# [Written exercise]
Rewrite the lines from the one containing "mark the bicycle tire -- a dot per instance" through the end of the rows, inclusive, as a numbered list with blank lines omitted.

# [Object position labeling rows]
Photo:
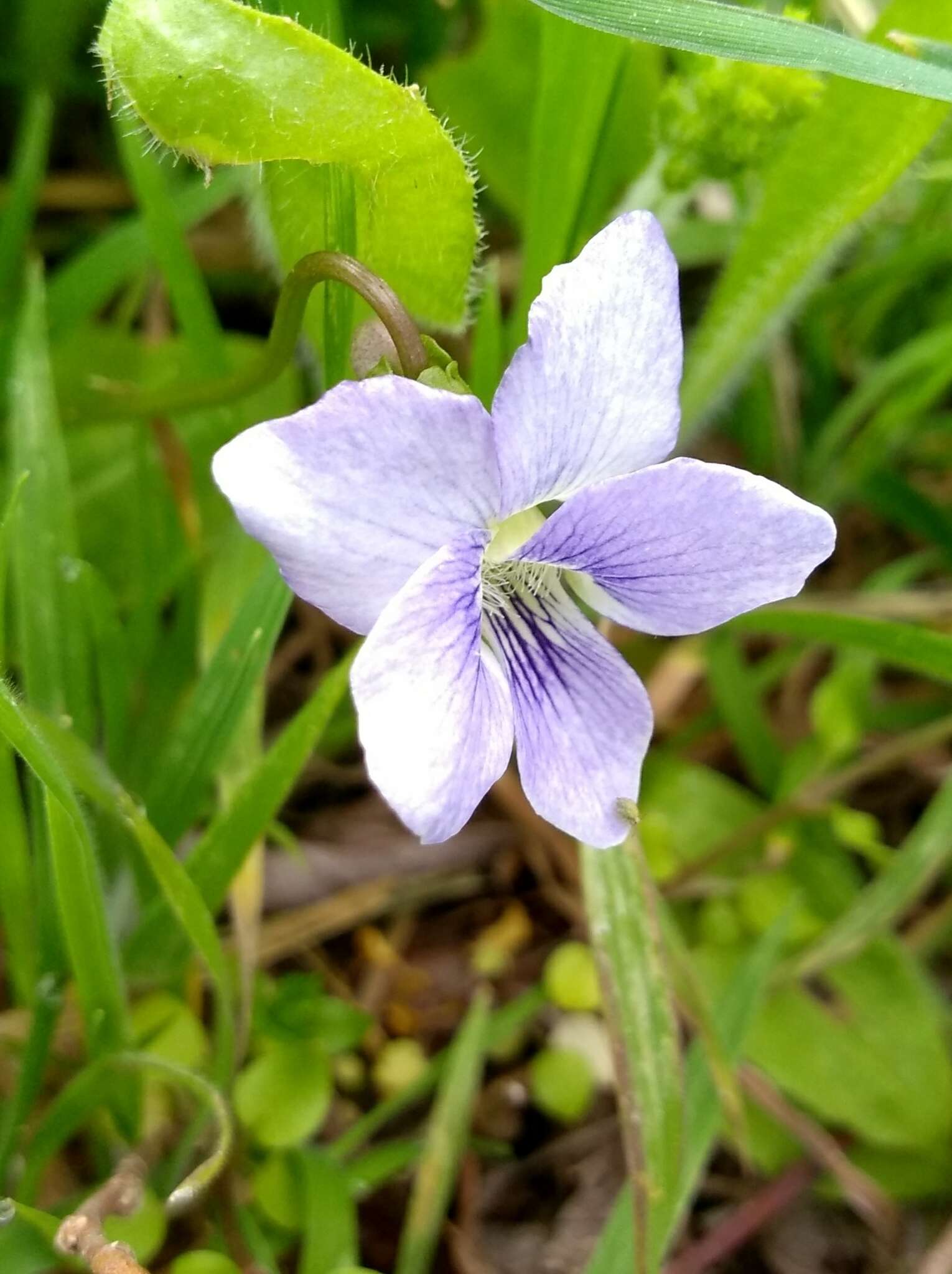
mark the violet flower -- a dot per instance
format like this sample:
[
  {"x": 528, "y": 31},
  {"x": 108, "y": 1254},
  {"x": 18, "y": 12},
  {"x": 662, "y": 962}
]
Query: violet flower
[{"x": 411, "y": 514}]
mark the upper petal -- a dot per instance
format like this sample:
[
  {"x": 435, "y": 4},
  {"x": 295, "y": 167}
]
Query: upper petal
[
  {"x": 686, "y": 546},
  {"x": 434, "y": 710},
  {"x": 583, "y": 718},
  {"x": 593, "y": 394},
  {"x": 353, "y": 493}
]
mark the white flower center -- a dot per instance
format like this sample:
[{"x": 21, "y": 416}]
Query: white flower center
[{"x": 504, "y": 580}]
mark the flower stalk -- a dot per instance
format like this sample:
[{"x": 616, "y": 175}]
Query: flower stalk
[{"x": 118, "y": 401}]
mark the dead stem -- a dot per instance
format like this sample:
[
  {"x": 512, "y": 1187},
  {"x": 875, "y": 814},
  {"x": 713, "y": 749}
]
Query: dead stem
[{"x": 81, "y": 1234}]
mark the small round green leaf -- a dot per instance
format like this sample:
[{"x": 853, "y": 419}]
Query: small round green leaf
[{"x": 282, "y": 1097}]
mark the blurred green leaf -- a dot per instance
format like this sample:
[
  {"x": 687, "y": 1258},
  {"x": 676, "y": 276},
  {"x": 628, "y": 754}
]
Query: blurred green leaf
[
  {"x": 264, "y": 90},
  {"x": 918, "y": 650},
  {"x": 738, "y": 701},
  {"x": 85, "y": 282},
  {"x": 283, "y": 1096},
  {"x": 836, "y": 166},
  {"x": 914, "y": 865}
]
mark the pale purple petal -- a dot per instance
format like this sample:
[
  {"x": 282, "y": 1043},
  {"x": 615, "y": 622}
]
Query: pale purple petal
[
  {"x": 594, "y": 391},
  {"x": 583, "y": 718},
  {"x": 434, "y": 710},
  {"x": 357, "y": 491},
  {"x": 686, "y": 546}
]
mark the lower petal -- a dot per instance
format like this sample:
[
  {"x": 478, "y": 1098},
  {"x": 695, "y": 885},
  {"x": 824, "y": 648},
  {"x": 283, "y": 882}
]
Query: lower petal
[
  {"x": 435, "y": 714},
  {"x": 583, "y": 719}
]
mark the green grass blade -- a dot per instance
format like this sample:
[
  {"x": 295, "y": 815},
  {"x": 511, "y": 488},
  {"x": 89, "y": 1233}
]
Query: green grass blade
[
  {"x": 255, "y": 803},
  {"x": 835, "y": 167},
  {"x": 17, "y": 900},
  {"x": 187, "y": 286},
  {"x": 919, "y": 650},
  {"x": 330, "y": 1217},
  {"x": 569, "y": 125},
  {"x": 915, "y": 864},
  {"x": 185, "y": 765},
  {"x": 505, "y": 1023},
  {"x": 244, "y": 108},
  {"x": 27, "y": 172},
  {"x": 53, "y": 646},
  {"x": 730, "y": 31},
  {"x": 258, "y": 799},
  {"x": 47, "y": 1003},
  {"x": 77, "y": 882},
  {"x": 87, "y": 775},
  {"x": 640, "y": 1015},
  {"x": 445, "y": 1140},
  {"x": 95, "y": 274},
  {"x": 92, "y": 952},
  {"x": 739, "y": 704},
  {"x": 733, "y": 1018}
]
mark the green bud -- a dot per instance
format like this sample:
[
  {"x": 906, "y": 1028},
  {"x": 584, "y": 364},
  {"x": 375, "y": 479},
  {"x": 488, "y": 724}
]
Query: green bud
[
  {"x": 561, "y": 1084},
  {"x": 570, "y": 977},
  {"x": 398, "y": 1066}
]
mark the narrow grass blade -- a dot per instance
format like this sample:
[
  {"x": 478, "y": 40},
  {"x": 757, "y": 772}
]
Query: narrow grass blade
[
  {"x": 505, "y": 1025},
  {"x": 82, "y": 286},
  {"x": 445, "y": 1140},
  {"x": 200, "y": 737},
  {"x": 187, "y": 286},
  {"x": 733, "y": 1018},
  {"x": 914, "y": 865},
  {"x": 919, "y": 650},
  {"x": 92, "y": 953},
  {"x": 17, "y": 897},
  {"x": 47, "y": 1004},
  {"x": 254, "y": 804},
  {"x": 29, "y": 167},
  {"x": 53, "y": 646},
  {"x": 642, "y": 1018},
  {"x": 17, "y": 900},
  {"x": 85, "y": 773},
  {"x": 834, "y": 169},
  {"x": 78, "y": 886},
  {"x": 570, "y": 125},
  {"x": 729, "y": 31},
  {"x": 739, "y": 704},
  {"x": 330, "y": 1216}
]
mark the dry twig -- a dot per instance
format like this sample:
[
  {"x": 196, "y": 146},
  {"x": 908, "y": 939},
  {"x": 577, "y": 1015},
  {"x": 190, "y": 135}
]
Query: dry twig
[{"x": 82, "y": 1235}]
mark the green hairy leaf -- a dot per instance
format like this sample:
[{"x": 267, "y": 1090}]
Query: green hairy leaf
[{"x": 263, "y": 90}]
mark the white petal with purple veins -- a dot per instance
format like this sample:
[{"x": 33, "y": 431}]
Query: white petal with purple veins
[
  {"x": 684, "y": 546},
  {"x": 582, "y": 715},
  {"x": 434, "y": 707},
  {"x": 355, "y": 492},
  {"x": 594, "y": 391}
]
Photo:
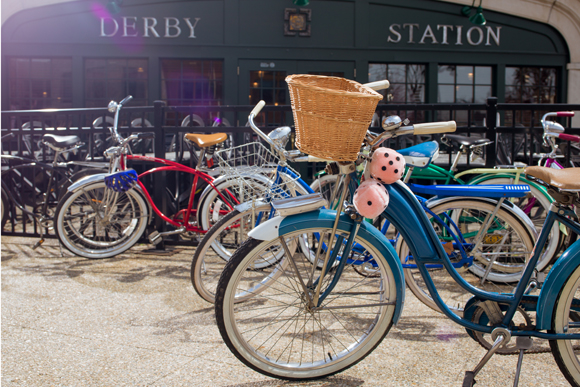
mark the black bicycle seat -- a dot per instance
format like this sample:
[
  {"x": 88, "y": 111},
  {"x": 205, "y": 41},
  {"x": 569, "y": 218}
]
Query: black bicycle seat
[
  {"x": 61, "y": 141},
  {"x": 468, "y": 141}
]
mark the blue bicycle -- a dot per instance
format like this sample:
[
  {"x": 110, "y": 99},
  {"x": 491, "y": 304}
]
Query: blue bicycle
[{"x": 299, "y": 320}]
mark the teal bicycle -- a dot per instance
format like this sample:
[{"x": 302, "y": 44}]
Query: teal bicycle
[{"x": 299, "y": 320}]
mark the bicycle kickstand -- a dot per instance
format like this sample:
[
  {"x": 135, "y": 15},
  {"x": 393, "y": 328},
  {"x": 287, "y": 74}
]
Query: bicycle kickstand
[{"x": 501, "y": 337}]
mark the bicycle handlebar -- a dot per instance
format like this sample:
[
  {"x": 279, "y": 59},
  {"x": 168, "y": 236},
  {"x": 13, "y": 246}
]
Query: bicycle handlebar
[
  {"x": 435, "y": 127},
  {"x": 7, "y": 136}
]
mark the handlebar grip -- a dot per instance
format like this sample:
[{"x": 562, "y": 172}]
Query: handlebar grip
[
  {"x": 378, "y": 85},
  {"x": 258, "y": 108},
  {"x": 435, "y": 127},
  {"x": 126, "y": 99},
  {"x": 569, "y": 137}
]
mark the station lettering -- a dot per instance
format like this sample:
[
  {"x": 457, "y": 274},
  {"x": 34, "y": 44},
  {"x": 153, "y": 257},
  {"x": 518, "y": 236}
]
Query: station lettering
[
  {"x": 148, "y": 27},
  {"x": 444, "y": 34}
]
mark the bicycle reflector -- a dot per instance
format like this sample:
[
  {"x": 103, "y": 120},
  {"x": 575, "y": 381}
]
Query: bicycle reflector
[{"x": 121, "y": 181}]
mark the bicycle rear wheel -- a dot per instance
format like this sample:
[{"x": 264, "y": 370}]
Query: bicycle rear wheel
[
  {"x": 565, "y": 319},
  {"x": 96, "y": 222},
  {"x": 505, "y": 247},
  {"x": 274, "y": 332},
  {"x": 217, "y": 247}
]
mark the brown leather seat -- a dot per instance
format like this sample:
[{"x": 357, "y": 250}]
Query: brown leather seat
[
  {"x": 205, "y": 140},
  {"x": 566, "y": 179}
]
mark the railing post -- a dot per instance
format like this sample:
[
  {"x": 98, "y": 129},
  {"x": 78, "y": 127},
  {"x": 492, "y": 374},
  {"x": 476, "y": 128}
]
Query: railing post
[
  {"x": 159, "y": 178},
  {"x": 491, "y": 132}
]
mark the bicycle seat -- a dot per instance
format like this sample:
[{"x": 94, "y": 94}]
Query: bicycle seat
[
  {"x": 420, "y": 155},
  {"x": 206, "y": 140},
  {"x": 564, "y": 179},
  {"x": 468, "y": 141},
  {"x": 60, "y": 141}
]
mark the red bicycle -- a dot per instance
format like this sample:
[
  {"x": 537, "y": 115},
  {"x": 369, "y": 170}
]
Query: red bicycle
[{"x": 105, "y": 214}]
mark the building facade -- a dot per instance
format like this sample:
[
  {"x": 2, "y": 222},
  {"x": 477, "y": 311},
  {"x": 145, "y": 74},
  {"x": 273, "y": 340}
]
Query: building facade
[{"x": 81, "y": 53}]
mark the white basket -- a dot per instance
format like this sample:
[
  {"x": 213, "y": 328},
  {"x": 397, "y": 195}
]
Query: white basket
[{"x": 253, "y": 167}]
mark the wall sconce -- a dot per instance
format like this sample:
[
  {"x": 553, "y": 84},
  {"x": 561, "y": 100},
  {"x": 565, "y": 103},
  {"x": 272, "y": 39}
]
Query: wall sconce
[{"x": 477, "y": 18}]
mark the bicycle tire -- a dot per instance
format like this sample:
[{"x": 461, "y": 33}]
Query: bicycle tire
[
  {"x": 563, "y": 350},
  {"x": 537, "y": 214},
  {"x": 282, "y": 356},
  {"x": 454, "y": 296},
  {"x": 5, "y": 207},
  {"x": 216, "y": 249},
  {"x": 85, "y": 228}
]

# [Response]
1. mark the bicycle tire -- a dot per instance
2. format like this sample:
3. [{"x": 461, "y": 33}]
4. Query: bicycle tire
5. [
6.   {"x": 563, "y": 350},
7.   {"x": 537, "y": 214},
8.   {"x": 282, "y": 356},
9.   {"x": 454, "y": 296},
10.   {"x": 5, "y": 207},
11.   {"x": 216, "y": 249},
12.   {"x": 85, "y": 228}
13. ]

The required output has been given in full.